**TASK REQUIREMENTS**
Reproduce every line of the data below verbatim, from first to last, omitting the pictures.

(Annotated coordinate data)

▼

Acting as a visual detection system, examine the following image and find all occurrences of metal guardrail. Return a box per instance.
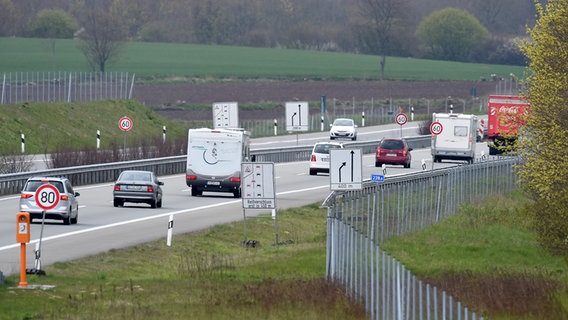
[0,135,430,195]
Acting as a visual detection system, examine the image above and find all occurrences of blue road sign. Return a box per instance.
[371,174,385,182]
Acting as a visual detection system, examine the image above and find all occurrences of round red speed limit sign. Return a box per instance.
[118,117,134,131]
[395,113,408,126]
[430,121,444,136]
[35,183,60,210]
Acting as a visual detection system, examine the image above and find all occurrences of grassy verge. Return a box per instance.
[383,193,568,320]
[0,193,568,319]
[0,100,187,154]
[0,204,365,319]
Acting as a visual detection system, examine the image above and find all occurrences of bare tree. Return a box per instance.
[359,0,407,80]
[78,0,127,72]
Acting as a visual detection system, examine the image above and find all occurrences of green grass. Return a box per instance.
[0,193,568,320]
[0,38,525,81]
[0,100,187,154]
[0,204,365,319]
[382,193,568,320]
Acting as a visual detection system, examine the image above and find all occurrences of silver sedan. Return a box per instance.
[113,170,164,208]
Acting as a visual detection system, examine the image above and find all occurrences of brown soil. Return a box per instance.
[133,80,495,120]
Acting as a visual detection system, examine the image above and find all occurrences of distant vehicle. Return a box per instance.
[20,177,79,224]
[487,95,530,155]
[185,128,250,198]
[329,118,357,140]
[432,113,478,163]
[375,138,412,168]
[310,142,343,176]
[112,170,164,208]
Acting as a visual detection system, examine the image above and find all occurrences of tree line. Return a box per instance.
[0,0,545,71]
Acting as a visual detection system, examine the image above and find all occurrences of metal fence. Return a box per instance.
[0,135,431,195]
[0,71,134,104]
[324,157,519,319]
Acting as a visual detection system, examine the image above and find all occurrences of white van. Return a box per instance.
[185,128,250,198]
[432,113,477,163]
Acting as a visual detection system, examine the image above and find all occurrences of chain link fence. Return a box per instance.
[0,71,135,104]
[324,157,519,319]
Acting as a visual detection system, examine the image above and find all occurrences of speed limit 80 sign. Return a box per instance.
[118,117,134,131]
[35,183,60,210]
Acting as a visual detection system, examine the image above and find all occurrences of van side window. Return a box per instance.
[454,126,468,137]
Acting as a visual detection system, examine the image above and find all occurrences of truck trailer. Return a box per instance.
[185,128,250,198]
[487,95,530,155]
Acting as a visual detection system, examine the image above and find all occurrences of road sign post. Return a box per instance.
[329,149,363,190]
[118,116,134,159]
[430,121,444,136]
[213,102,239,129]
[395,113,408,137]
[241,162,278,246]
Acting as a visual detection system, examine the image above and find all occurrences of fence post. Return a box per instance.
[274,119,278,136]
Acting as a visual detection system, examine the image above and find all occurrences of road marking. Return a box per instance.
[0,184,329,251]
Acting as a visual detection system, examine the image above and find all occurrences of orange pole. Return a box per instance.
[19,243,28,287]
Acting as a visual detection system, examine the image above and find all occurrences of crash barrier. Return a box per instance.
[323,157,519,319]
[0,135,430,195]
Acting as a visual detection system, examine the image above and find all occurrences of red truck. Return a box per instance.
[487,95,530,155]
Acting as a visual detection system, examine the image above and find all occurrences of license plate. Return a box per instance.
[122,185,142,191]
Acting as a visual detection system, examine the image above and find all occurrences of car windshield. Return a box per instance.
[314,143,341,154]
[333,119,353,126]
[24,180,65,193]
[381,140,404,150]
[119,172,152,182]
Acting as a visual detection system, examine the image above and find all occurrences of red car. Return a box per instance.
[375,138,412,168]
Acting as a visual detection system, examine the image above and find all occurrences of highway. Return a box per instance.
[0,123,487,275]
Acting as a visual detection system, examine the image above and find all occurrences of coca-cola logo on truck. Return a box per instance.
[490,106,521,116]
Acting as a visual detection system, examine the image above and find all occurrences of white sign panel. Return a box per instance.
[286,101,309,131]
[329,149,363,190]
[241,162,276,209]
[213,102,239,129]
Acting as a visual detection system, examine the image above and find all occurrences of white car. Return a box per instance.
[310,142,343,176]
[329,118,357,140]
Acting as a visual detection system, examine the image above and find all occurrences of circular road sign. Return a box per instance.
[35,183,60,210]
[430,121,444,136]
[118,117,134,131]
[396,113,408,126]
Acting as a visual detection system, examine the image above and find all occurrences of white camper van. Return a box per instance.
[432,113,477,163]
[185,128,250,198]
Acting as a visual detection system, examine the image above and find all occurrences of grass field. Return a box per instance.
[0,193,568,320]
[0,101,187,155]
[0,38,525,81]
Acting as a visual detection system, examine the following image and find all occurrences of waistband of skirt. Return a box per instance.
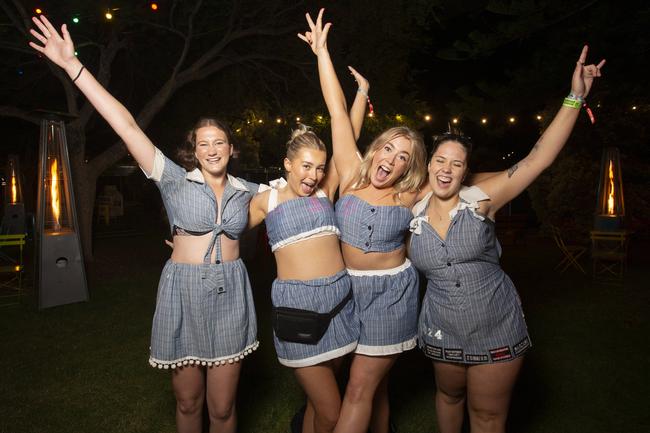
[348,259,411,277]
[274,269,348,286]
[165,257,244,269]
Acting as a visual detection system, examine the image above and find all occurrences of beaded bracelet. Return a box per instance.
[72,65,86,83]
[357,87,375,114]
[562,96,584,110]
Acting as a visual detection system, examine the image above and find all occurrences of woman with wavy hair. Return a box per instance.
[409,46,605,433]
[298,10,426,433]
[29,16,258,433]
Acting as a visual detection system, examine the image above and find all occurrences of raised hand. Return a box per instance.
[298,9,332,55]
[29,15,76,69]
[571,45,605,98]
[348,66,370,96]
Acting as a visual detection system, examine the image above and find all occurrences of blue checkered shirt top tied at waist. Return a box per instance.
[409,186,506,290]
[336,194,413,253]
[266,183,340,251]
[145,149,258,259]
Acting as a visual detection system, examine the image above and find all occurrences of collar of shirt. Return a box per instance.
[185,168,248,191]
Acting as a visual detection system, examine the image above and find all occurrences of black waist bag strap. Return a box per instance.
[271,290,352,344]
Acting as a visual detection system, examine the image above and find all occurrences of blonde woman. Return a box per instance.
[299,10,426,433]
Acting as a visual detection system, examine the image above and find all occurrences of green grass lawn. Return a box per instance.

▲

**SOLVED EXERCISE**
Acting as a visual detection system, examine the following image and find all occurrences of metal guardrail. Return a box per instance.
[0,135,430,195]
Acting as a visual detection system, examine the image above and find all occurrences of blue road sign. Return a box per instance.
[371,174,385,182]
Acting as a visual detection system, examine the image above and find all occurrences of round red speed limit sign. Return a box per instance.
[118,117,134,131]
[395,113,408,126]
[430,121,444,136]
[35,183,60,210]
Acting as a visual detection system, examine the image above and find all occurrences of grassy verge. Return a box per instance.
[383,193,568,320]
[0,193,568,319]
[0,100,187,154]
[0,204,365,319]
Acting as a visual detection system, examine the image above and find all occurrences of bare tree. Return a box per instance.
[359,0,407,80]
[78,0,127,72]
Acting as a visual detection system, examine the image above and find all occurrences of green grass. Return a box per instance.
[0,193,568,320]
[0,38,525,81]
[0,100,187,154]
[0,204,365,319]
[382,193,568,320]
Acting as a visual detection system, examine the image above and find all occurrences of silver sedan. Return a box per instance.
[113,170,164,208]
Acting as a visual detection system, examine the image above and find all occurrences of brown soil. Return a box per instance.
[133,80,495,120]
Acting as a visual detection system, examine the image above and find all occurrences of distant vehicle. Return a box per instance.
[20,177,79,224]
[487,95,530,155]
[185,128,250,198]
[329,118,357,140]
[432,113,478,163]
[375,138,412,168]
[310,142,343,176]
[112,170,164,208]
Acting as a visual detection system, examine the image above and find all occurrences of tree line. Return a box per instance.
[0,0,545,71]
Acting as a visual detection system, examine the image above and find all occurrences of metal fence. Return a box per instance.
[0,135,431,195]
[0,71,134,104]
[324,157,519,319]
Acting as a visual detection system, examine the image above and find all occurrences of white van. Return a box per instance.
[185,128,250,198]
[432,113,477,163]
Acting as a visual detection system, examine the image above and find all occurrences of chain link fence. Return a box per instance.
[0,71,135,104]
[324,157,519,319]
Acting as a visual detection system, examine the image above and find all occurrences of speed limit 80 sign. Return a box per instance.
[118,117,134,131]
[35,183,60,210]
Acting as a visual detection system, examine the image above and find all occurrences of van side window. Return a box per instance.
[454,126,468,137]
Acting as a visual detection system, examine the image above and find all occurrences of truck trailer. Return a box per instance.
[185,128,250,198]
[487,95,530,155]
Acting as a visual detection system, examine the image above and find all occurrences of road sign post. Return a box per instance.
[329,149,363,190]
[118,116,134,159]
[430,121,444,136]
[213,102,239,129]
[395,113,408,137]
[241,162,278,246]
Acting as a visual detection system, examine the image above and find all occurrences of fence post. Return a box per instance.
[274,119,278,136]
Acting as a visual detection system, examine the image above and find all occurrences of road marking. Return a box per instance.
[0,184,329,251]
Acting as a visual detection system, examine the image above and find all occurrences of orange pole. Return a box per instance.
[19,243,28,287]
Acting as a visual detection system, examine the image above and find all occurrences of crash barrier. Return a box per instance.
[323,157,519,319]
[0,135,430,195]
Acting as a visual detection system, examine the image above and find all occurrences of red truck. Return a box per instance.
[487,95,530,155]
Acting as a visual detection system, examine the image above and find all occurrences of license plate. Return a box per instance.
[122,185,142,191]
Acting as a visual detection system, examine the image above and find all occurrences of car windshield. Return a box per instance.
[314,143,341,154]
[333,119,353,126]
[24,180,65,193]
[381,140,404,150]
[119,172,152,182]
Acting as a visual detection system, examine the image above and find all occurrences of red car. Return a box per instance.
[375,138,412,168]
Acting as a visual detection system, examine the image above and find all occurrences of highway. Return a box per instance.
[0,123,487,275]
Acting as a visual detection system, examine the image above and find all occurrences of coca-cola logo on truck. Return a box per instance.
[490,106,521,116]
Acting as a visual detection system, examine the image above and find all occurrences of white sign panel. Return a box per instance.
[286,101,309,131]
[329,149,363,190]
[241,162,276,209]
[213,102,239,129]
Acting as a visual detection system, examine the image above and find all occurrences of white car. Return a box per instance.
[310,142,343,176]
[329,118,357,140]
Acting as a visual detection system, examine the image above and find all occurrences of circular road sign. Return a box per instance.
[35,183,60,210]
[430,121,444,136]
[118,117,134,131]
[396,113,408,126]
Acting as a visual detection system, examine the image above and find all occurrences of white camper van. Return a box per instance.
[432,113,477,163]
[185,128,250,198]
Acting as a visual detection system, examine the image above and find all occurrences of grass field. Return a box per instance.
[0,193,568,320]
[0,101,187,155]
[0,38,525,81]
Acting as a visual detection system, examine the following image and find all occurrences of waistband of skirt. Return a box per instance.
[348,259,411,277]
[274,269,348,286]
[165,257,244,269]
Acting as a visual detection system, examine the image above and find all occurrences of beaded bracelet. Return a box per instance.
[72,65,86,83]
[357,87,375,114]
[562,96,584,110]
Acting as a visual detection system, examine the image above and find all occurrences of woman with wavy hair. Return a box per instance.
[409,46,605,433]
[298,10,426,433]
[29,16,258,433]
Acting as a visual detection system, examine the image above and find all occurrences of raised hand. Return a box per instance.
[298,9,332,55]
[29,15,76,69]
[571,45,605,98]
[348,66,370,96]
Acting as a visual detection system, examine the image above and find all occurrences of blue checkered shirt top tied at waist. Return a box per instance.
[409,186,506,290]
[336,194,413,253]
[266,183,340,251]
[145,149,258,259]
Acting as a visual detection system, examine the image above and find all occurrences of collar of shirt. Return a box per instance.
[185,168,248,191]
Acting as a visual detection system, examine the image above and find all occurrences of black waist bag strap. Return a box per instance.
[271,290,352,344]
Acting as a visual detection system, examine the image above and find all occurrences of blonde woman. Return a box per instance.
[299,10,426,433]
Acting as a visual detection system, examine the image above and find all occurrences of green grass lawn. Return a box per instance.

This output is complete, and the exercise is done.